Net cash inflows from operating activities were $21.8 million in the first three months of 2008, compared with $4.3 million in the first three months of 2007. Proceeds from sale of loans held for sale, net of funds used to originate loans held for sale, were a source of inflow for both periods. Interest received, net of interest paid, combined with changes in other assets and liabilities were a source of operating cash inflow in 2008, whereas the change in these items were an outflow in 2007. Management of investing and financing activities, as well as market conditions, determines the level and the stability of net interest cash flows. Managements policy is to mitigate the impact of changes in market interest rates to the extent possible, so that balance sheet growth is a principal determinant of growth in net interest cash flows.
Net cash inflows from investing activities, which included cash paid for the net assets acquired from Heritage as detailed in the supplemental cash flow information, were $21.5 million in the three months ended March 31, 2008, compared to net cash outflows of $27.0 million a year earlier. The cash paid for the acquisition, net of cash and cash equivalents retained, was $38.5 million. In the first three months of 2008, securities transactions accounted for a net inflow of $63.6 million, and net principal disbursed on loans accounted for net outflows of $2.6 million. In the first three months of 2007, securities transactions accounted for a net outflow of $12.3 million, and net principal disbursed on loans accounted for net outflows of $12.3 million. Cash outflows for property and equipment were $1.1 million in 2008 compared to $2.4 million in the first quarter of 2007.
**********
Set tasks:
a: In the cash flow passage, rewrite everything from "Net cash inflows from operating" down to "in net interest cash flows.", swapping "source" for "driver".
b: Answer these from the cash flow passage:
(i) What were net cash inflows from operating activities in the first three months of 2007?
(ii) How much was the cash paid for the acquisition, net of cash and cash equivalents retained?
(iii) What were cash outflows for property and equipment in 2008?
The rows that follow aren't needed for anything here.
**********
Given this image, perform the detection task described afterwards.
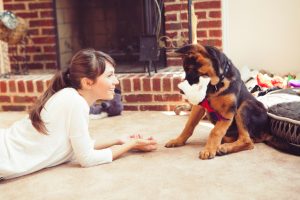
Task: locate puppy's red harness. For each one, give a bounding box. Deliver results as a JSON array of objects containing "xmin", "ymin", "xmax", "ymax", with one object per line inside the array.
[{"xmin": 199, "ymin": 98, "xmax": 229, "ymax": 121}]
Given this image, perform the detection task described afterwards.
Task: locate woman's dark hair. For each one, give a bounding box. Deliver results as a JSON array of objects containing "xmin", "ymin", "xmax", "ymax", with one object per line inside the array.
[{"xmin": 29, "ymin": 49, "xmax": 115, "ymax": 134}]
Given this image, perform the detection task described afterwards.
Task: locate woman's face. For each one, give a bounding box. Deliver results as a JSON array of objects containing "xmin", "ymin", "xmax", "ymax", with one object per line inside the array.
[{"xmin": 92, "ymin": 62, "xmax": 119, "ymax": 100}]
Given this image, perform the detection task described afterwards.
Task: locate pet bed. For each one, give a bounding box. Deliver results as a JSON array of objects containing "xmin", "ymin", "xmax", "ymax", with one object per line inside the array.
[{"xmin": 258, "ymin": 89, "xmax": 300, "ymax": 152}]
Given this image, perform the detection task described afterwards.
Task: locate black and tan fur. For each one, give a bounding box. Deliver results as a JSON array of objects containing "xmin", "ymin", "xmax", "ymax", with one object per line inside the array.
[{"xmin": 165, "ymin": 45, "xmax": 298, "ymax": 159}]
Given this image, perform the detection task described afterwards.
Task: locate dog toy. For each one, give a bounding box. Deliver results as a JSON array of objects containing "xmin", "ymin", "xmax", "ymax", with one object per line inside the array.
[
  {"xmin": 178, "ymin": 76, "xmax": 210, "ymax": 105},
  {"xmin": 288, "ymin": 80, "xmax": 300, "ymax": 88}
]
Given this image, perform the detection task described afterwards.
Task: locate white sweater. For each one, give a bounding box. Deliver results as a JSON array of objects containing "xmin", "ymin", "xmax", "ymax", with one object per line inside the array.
[{"xmin": 0, "ymin": 88, "xmax": 112, "ymax": 179}]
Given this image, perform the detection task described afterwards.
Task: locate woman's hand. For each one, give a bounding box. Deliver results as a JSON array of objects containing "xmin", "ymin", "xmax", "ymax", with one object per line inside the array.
[
  {"xmin": 132, "ymin": 137, "xmax": 157, "ymax": 151},
  {"xmin": 119, "ymin": 134, "xmax": 157, "ymax": 151}
]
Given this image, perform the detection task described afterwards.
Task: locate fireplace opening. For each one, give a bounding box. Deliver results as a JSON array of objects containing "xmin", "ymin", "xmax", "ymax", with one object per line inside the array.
[{"xmin": 55, "ymin": 0, "xmax": 166, "ymax": 73}]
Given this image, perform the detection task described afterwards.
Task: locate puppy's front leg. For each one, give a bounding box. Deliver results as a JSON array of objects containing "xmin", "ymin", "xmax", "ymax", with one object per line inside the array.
[
  {"xmin": 199, "ymin": 119, "xmax": 232, "ymax": 160},
  {"xmin": 165, "ymin": 105, "xmax": 205, "ymax": 148}
]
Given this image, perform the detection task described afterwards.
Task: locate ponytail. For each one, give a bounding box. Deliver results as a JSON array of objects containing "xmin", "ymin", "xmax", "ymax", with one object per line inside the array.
[
  {"xmin": 29, "ymin": 49, "xmax": 116, "ymax": 135},
  {"xmin": 29, "ymin": 68, "xmax": 72, "ymax": 135}
]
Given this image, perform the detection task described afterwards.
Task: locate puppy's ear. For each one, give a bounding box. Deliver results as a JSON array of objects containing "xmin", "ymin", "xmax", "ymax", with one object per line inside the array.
[{"xmin": 175, "ymin": 44, "xmax": 207, "ymax": 56}]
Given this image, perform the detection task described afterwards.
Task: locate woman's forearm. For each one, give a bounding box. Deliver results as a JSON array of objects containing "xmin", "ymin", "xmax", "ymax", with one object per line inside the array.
[{"xmin": 94, "ymin": 139, "xmax": 122, "ymax": 149}]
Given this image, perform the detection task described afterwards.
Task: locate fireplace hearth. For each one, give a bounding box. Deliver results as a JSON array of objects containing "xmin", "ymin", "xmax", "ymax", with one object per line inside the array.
[{"xmin": 56, "ymin": 0, "xmax": 166, "ymax": 73}]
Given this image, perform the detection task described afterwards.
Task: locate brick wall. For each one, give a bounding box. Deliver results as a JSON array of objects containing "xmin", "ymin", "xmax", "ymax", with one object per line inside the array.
[
  {"xmin": 3, "ymin": 0, "xmax": 57, "ymax": 70},
  {"xmin": 164, "ymin": 0, "xmax": 222, "ymax": 66},
  {"xmin": 3, "ymin": 0, "xmax": 222, "ymax": 72},
  {"xmin": 0, "ymin": 72, "xmax": 185, "ymax": 111},
  {"xmin": 0, "ymin": 0, "xmax": 222, "ymax": 110}
]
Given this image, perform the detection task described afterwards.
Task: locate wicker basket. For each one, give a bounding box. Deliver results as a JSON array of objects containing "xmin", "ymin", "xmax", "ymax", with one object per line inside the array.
[
  {"xmin": 268, "ymin": 113, "xmax": 300, "ymax": 148},
  {"xmin": 0, "ymin": 17, "xmax": 28, "ymax": 44}
]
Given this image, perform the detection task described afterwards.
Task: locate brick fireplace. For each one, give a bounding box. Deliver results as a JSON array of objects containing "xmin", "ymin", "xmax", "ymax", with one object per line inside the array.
[{"xmin": 0, "ymin": 0, "xmax": 222, "ymax": 111}]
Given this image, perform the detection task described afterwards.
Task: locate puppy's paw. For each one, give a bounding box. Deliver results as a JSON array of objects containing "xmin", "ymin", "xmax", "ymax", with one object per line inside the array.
[
  {"xmin": 165, "ymin": 139, "xmax": 185, "ymax": 148},
  {"xmin": 199, "ymin": 149, "xmax": 216, "ymax": 160},
  {"xmin": 217, "ymin": 144, "xmax": 228, "ymax": 156}
]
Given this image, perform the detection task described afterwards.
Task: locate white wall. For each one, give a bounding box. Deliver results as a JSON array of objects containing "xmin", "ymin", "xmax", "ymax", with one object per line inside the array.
[{"xmin": 222, "ymin": 0, "xmax": 300, "ymax": 75}]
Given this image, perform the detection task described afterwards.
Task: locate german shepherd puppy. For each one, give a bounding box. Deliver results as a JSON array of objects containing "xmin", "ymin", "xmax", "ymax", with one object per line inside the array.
[{"xmin": 165, "ymin": 45, "xmax": 296, "ymax": 160}]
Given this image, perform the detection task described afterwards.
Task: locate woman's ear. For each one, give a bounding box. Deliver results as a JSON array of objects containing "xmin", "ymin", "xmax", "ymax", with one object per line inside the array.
[{"xmin": 80, "ymin": 77, "xmax": 94, "ymax": 89}]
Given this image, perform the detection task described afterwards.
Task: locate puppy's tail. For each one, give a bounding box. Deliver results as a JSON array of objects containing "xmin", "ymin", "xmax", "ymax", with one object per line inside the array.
[{"xmin": 264, "ymin": 135, "xmax": 300, "ymax": 156}]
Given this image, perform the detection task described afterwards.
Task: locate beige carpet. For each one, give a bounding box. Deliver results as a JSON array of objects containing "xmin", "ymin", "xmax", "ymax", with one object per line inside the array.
[{"xmin": 0, "ymin": 112, "xmax": 300, "ymax": 200}]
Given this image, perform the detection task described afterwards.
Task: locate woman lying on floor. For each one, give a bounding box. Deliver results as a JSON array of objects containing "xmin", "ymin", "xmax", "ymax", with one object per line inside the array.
[{"xmin": 0, "ymin": 49, "xmax": 156, "ymax": 179}]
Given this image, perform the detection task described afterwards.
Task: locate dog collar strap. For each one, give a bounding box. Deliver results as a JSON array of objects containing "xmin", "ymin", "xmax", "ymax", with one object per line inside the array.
[
  {"xmin": 208, "ymin": 61, "xmax": 230, "ymax": 92},
  {"xmin": 199, "ymin": 99, "xmax": 228, "ymax": 121}
]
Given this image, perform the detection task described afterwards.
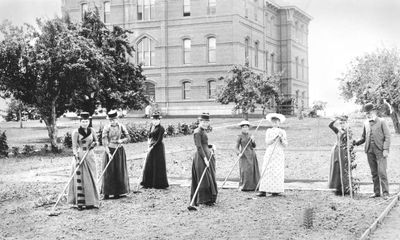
**********
Outputs by task:
a:
Net cash inflows from operating activities were $21.8 million in the first three months of 2008, compared with $4.3 million in the first three months of 2007. Proceeds from sale of loans held for sale, net of funds used to originate loans held for sale, were a driver of inflow for both periods. Interest received, net of interest paid, combined with changes in other assets and liabilities were a driver of operating cash inflow in 2008, whereas the change in these items were an outflow in 2007. Management of investing and financing activities, as well as market conditions, determines the level and the stability of net interest cash flows. Managements policy is to mitigate the impact of changes in market interest rates to the extent possible, so that balance sheet growth is a principal determinant of growth in net interest cash flows.

b:
(i) $4.3 million
(ii) $38.5 million
(iii) $1.1 million